- _Trecho do documento_:
┌──

A partir da unificação de bandeiras como a luta pela redemocratização do país e a crítica do sistema previdenciário de saúde vigente, os militantes da reforma sanitária conseguiram incluir na Constituição Federal de 1988 o direito de todos à saúde. O Sistema Único de Saúde (SUS) é instituído com os princípios de universalidade, participação social, atenção integral, solidariedade e justiça social. Mais do que um projeto para a saúde, o SUS desenha um modelo de sociedade. Sua proposta de reforma do Estado, democrática e popular, acena para a construção de uma sociedade justa, democrática, igualitária e participativa.


A participação popular, instrumentalizada através do controle social, representa uma completa reconfiguração na estrutura institucional brasileiro. Nasce a partir de um movimento com a concepção de que a população deve exercer o controle do Estado e contribui com a formulação de políticas que respondam as suas necessidades. O setor de saúde apresenta hoje a estrutura de participação e controle social mais ampla entre todas as áreas do país.


20 anos depois, a luta da Reforma Sanitária continua atual, os desafios são muitos...


Existe uma disputa na sociedade em relação a compreensão da saúde como um direito. O sistema privado, as indústrias farmacêuticas e modelo médico-hegemônico de formação e gestão operam na lógica de perpetuação da concepção de uma visão equivocada de saúde voltada para o consumo de serviços médicos, procedimentos e medicamentos, gerando, além de forte acumulação de capital às custas da saúde da população, um processo sem precedentes de medicalização, de normatização da vida social – conformando o que Foucault chamou de indivíduos "úteis e dóceis".

└──

- _Dados de entrada_:

┌──

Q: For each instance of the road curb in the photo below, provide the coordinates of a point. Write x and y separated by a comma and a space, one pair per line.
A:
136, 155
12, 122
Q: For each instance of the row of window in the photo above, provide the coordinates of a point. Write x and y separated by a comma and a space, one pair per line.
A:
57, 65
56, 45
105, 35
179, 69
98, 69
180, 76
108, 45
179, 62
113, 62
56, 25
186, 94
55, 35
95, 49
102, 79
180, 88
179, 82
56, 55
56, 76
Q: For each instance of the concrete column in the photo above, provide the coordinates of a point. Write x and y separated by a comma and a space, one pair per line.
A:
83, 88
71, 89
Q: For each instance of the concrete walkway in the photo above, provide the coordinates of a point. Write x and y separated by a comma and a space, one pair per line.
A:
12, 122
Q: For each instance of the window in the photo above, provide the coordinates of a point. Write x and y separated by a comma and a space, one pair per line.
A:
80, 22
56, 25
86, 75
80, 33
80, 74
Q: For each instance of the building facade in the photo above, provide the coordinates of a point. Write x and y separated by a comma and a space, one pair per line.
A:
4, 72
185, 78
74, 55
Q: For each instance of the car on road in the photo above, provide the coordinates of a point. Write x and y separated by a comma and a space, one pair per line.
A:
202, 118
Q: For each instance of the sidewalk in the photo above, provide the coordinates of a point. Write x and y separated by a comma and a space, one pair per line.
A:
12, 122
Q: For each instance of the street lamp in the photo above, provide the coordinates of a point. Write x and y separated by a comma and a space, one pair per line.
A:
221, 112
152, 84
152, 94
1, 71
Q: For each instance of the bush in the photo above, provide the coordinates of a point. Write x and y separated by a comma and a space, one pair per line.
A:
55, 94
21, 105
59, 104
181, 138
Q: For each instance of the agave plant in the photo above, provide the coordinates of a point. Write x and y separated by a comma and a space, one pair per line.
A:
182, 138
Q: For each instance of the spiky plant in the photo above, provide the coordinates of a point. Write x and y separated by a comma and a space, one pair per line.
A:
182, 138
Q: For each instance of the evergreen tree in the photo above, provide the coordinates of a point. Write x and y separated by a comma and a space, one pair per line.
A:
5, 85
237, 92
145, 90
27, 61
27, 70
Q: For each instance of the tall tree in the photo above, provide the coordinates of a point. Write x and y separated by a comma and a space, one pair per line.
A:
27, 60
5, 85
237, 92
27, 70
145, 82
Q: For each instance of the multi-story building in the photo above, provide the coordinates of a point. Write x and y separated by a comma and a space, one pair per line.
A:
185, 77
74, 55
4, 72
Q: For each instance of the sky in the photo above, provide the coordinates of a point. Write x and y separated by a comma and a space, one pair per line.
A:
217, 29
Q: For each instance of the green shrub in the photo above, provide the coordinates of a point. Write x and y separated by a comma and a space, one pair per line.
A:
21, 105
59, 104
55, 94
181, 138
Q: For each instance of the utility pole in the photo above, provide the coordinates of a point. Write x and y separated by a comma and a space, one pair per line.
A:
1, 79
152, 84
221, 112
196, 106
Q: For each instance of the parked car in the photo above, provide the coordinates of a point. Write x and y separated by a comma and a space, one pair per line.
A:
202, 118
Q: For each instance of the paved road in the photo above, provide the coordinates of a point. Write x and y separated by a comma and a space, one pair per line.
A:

└──
┌──

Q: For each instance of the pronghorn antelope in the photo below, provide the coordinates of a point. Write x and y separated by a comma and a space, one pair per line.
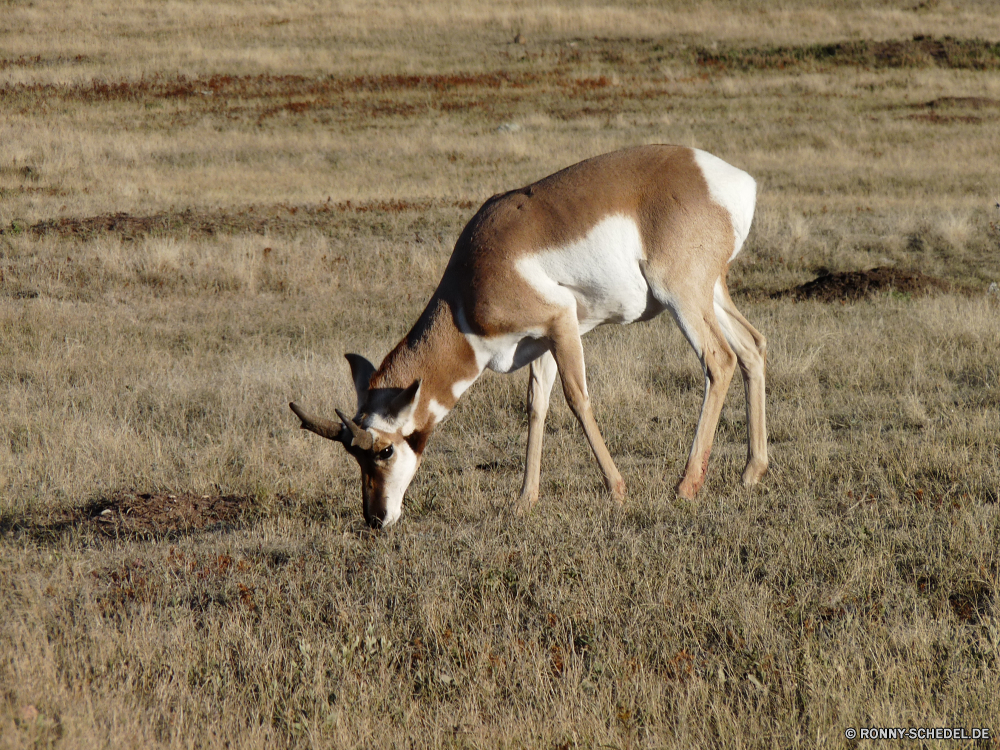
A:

└──

- _Enunciado_:
De acordo com o trecho sobre a reforma sanitária, com quais princípios o Sistema Único de Saúde é instituído?

- _Resolução_:
Com os princípios de universalidade, participação social, atenção integral, solidariedade e justiça social.